Quoted text:
start
Registered: 07/28/12
Posts: 935
Loc: Canada Alberta
The world, as usual is always changing. When I was a kid I grew up in a trailer so a piano was not possible.

Today an 88 keyed weighted keyed piano can be had for 600 dollars Canadian. When I bought my shack it cost 40, 000 and vehicles cost 3 thousand dollars. Today houses on a small lot cost a million dollars and a condo, 400 sq ft. cost a half a million. Today vehicles cost 50,000. Food is interesting. I remember visiting Japan and seeing produce in small boxes. Today lots of fruit and vegtables come in boxes. Everywhere I look, I see lots of baby carriages with 1 or 2 babies. Today, I understand, that 2,000 people a month move to this city.
end
Given exercise 1: Please write out the entries below unchanged, starting at the line that contains "Help me find the brown" and ending at the last line of the entries, with both of those lines included and the pictures left out.

Records for processing:
start
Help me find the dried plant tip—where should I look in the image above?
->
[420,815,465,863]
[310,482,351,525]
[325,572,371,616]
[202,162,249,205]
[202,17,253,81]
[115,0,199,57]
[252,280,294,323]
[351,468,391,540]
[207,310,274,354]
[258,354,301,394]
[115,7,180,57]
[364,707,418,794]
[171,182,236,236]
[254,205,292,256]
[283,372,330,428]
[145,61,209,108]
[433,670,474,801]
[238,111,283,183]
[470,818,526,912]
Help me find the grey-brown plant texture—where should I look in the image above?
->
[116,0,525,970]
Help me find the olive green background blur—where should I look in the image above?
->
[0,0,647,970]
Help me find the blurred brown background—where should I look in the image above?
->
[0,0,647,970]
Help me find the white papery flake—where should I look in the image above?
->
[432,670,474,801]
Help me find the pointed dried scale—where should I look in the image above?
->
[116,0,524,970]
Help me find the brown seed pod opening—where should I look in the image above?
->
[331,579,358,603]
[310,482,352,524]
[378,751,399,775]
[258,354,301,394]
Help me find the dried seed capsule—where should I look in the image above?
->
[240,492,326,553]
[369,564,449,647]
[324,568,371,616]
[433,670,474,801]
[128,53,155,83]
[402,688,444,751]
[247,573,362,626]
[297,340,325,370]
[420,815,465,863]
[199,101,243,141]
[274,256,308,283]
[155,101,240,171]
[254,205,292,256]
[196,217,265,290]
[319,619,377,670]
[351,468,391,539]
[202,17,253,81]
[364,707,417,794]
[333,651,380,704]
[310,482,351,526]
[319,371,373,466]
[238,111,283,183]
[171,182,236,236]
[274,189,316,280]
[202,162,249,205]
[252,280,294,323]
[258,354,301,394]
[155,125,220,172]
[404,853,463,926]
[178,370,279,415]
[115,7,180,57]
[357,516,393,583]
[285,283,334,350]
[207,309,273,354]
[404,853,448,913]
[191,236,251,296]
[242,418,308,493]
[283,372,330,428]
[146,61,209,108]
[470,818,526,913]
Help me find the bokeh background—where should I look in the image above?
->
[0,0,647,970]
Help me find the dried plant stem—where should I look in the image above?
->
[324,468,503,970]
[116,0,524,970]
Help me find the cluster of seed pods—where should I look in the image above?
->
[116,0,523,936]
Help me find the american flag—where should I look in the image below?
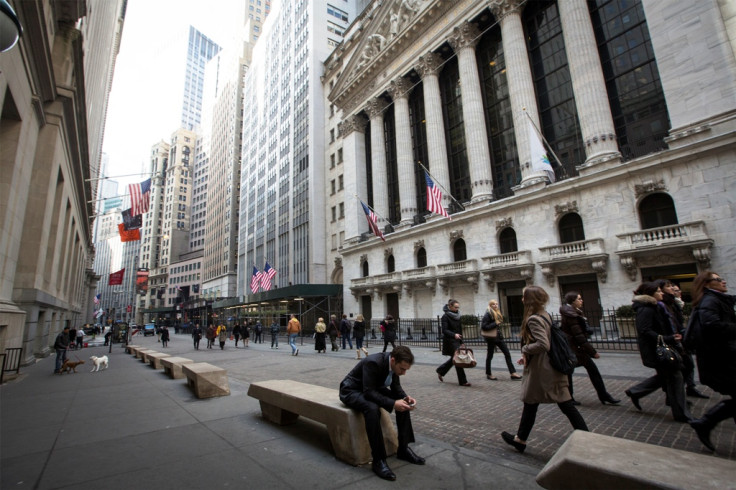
end
Given exercise 2: Carry on the forum post about the changing world and rising prices from the point where it stops.

Output 1:
Help me find the brown seed pod opening—where should I look in the image above?
->
[331,579,358,603]
[310,482,352,524]
[378,751,399,775]
[258,354,301,394]
Help me find the dried seed capsule—where should I look in the image above?
->
[240,492,326,553]
[369,564,449,647]
[324,568,371,616]
[433,670,474,801]
[128,53,155,83]
[402,688,444,751]
[247,573,362,626]
[297,340,325,370]
[420,815,465,863]
[199,101,243,141]
[274,256,308,283]
[155,101,240,171]
[254,205,292,256]
[196,217,265,290]
[319,619,377,670]
[351,468,391,539]
[202,17,253,81]
[364,707,417,794]
[333,651,380,704]
[310,482,351,526]
[319,371,373,466]
[238,111,283,183]
[171,182,236,236]
[274,189,316,280]
[202,162,249,205]
[252,280,294,323]
[258,354,301,394]
[155,125,220,172]
[404,853,463,926]
[178,370,279,415]
[115,7,180,57]
[357,516,393,583]
[285,283,334,350]
[207,309,273,354]
[404,853,448,913]
[191,236,251,296]
[242,418,308,493]
[283,372,330,428]
[146,61,209,108]
[470,818,526,913]
Help me find the bokeh background—where should I look in the image above?
->
[0,0,647,970]
Help me find the dried plant stem—where should I look in the image above?
->
[324,468,503,970]
[116,0,524,970]
Help me find the cluster of seed pods—where should I look in the image above?
->
[116,0,523,936]
Help me find the american flag—where should I look in the image below?

Output 2:
The cost of housing and what it means if you own a piano - digital you can play 24/7/365 and an acoustic restricted by neighbours. I love my acoustic piano but the future, who knows. When I was 13 I taught myself to type on a manual typewriter. Today, it is difficult to get ribbons for typewriters and manual and electric typewriters aren't seen. Everyhwere you go people of all ages are holding cell phones, etc.

When the personal computer first came out it was around 4,000 dollars and today laptops can be had for 300 dollars.

The good news is that digitals pianos can put a piano everywhere in the reach of almost anyone who want to learn to play a piano like never before.

When I go to music store the digital keyboards department always has lots of people of all ages. When I go to the acoustic piano department there is only one time that I saw a customer there when I went there. Remember what a descent piano costs, new or old, and what a digital piano costs - less than a monthly paycheque.


Edited by Michael_99 (03/15/13 09:21 PM)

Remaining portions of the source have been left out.